=== TASK BRIEF ===
Go through the data below and return each line where the string "surface" appears.

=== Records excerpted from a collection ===
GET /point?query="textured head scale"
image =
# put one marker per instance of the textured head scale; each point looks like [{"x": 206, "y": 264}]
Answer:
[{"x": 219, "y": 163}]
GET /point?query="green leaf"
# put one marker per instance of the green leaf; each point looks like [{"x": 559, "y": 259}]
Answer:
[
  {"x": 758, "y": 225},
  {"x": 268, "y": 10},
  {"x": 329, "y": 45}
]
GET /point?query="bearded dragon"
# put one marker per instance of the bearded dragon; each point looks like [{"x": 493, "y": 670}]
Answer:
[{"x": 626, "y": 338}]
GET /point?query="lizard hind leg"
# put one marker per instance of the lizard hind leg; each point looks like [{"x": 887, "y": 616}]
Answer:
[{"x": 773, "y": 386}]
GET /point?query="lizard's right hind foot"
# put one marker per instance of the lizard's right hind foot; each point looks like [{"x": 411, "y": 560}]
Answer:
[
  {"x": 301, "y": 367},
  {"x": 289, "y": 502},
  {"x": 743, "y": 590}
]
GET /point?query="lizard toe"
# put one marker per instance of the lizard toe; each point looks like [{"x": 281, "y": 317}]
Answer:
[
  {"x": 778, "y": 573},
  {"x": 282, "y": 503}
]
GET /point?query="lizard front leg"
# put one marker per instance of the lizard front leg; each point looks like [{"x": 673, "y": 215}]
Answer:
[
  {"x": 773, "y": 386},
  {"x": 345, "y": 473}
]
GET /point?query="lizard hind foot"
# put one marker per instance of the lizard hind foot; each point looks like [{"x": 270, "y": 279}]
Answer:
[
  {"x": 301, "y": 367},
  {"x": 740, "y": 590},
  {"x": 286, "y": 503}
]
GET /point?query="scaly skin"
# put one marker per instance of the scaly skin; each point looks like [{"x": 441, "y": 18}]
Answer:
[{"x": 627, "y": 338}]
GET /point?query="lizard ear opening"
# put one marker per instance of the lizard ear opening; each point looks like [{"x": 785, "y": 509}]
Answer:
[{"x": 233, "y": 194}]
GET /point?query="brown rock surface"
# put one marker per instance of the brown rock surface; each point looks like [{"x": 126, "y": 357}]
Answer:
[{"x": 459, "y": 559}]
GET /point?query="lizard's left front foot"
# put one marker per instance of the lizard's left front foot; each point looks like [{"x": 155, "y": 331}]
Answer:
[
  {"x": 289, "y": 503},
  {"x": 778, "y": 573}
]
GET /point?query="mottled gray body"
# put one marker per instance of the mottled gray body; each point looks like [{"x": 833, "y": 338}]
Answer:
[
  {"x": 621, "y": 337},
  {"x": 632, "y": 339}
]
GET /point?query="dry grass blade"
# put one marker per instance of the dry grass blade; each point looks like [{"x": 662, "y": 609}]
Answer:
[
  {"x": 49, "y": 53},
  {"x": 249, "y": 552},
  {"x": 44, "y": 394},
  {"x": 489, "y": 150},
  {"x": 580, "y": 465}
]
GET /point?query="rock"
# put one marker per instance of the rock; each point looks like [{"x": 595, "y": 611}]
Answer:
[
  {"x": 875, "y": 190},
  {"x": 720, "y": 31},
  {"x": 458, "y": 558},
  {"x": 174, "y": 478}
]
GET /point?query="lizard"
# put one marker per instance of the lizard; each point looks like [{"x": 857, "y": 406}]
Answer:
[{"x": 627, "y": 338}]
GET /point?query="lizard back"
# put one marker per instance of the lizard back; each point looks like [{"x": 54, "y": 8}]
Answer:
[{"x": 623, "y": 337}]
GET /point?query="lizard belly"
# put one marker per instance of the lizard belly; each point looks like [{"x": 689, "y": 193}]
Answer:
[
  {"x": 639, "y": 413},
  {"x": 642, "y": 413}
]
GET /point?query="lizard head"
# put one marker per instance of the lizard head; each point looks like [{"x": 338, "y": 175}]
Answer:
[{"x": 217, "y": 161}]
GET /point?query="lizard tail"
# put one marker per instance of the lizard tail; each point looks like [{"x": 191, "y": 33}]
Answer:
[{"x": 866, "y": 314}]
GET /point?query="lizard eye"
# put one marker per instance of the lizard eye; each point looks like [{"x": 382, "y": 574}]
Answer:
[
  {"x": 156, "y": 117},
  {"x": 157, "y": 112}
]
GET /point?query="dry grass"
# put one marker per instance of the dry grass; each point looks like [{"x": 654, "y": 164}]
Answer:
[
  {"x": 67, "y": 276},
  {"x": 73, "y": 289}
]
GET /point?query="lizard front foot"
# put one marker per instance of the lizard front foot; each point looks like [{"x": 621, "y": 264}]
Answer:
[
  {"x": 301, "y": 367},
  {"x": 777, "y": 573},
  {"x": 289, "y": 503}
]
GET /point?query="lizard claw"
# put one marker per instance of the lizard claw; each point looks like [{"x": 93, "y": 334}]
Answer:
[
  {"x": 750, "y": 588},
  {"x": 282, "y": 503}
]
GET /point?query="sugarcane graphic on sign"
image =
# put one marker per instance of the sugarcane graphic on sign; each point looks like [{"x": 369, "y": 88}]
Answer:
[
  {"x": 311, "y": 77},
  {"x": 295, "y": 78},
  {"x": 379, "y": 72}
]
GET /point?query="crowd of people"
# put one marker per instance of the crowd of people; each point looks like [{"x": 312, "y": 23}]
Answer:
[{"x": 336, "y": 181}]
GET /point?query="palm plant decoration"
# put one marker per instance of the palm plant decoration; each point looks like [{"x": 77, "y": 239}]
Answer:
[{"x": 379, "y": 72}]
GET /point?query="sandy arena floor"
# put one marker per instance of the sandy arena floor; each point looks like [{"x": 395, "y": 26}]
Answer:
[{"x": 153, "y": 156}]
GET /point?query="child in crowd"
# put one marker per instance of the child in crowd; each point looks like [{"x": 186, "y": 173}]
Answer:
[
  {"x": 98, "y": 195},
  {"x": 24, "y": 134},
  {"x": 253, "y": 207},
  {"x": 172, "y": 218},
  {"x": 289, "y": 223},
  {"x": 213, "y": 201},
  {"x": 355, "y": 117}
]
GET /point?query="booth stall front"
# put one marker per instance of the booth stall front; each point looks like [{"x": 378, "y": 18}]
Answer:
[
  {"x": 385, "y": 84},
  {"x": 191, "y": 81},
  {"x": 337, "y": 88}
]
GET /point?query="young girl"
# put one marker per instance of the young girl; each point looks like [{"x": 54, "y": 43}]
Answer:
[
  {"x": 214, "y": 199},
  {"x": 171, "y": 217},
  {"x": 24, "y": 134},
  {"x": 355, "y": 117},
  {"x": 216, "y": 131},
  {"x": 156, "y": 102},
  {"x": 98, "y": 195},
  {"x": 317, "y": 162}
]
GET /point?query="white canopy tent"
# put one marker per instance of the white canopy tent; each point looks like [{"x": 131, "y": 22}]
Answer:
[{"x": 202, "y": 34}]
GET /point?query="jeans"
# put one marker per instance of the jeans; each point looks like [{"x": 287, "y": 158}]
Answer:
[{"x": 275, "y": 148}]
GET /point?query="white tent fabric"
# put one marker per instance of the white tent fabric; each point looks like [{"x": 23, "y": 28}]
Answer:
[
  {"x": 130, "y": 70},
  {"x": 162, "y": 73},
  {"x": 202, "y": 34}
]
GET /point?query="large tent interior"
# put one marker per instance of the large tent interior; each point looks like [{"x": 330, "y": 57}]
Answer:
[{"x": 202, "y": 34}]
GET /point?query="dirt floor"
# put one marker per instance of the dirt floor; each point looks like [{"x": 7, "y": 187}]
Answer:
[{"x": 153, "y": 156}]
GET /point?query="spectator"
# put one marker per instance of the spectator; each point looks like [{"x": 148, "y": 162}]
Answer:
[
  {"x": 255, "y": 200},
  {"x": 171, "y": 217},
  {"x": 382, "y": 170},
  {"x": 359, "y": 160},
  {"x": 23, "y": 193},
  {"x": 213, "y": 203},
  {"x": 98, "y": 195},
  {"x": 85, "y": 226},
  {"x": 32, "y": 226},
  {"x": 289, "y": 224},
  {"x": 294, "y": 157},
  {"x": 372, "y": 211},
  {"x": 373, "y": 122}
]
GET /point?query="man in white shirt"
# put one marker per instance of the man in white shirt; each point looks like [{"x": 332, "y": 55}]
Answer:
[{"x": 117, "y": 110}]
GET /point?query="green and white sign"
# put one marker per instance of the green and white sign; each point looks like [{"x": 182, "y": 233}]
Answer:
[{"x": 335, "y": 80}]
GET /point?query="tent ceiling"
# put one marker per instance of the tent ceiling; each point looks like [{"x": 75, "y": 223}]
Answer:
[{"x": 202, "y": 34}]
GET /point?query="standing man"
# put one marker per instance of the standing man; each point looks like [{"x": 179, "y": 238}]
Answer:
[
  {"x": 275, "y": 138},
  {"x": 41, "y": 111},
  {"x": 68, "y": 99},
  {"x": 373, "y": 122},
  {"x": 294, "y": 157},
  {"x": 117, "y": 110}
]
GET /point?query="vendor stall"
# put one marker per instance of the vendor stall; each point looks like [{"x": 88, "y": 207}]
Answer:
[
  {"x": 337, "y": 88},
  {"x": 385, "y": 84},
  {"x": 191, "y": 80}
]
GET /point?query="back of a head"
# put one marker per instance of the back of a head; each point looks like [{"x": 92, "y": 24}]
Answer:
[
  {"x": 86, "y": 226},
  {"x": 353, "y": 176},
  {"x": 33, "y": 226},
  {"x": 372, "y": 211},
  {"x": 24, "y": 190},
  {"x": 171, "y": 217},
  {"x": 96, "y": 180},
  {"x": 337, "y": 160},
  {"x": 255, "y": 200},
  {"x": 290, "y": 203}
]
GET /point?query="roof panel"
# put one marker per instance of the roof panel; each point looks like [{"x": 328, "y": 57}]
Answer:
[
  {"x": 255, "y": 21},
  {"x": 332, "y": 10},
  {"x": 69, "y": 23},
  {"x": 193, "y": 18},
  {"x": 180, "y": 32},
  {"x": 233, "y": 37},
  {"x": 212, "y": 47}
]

=== SOLUTION TO THIS EXERCISE ===
GET /point?query="brown rock surface"
# put one marker per instance of the brown rock surface; each point looks like [{"x": 126, "y": 357}]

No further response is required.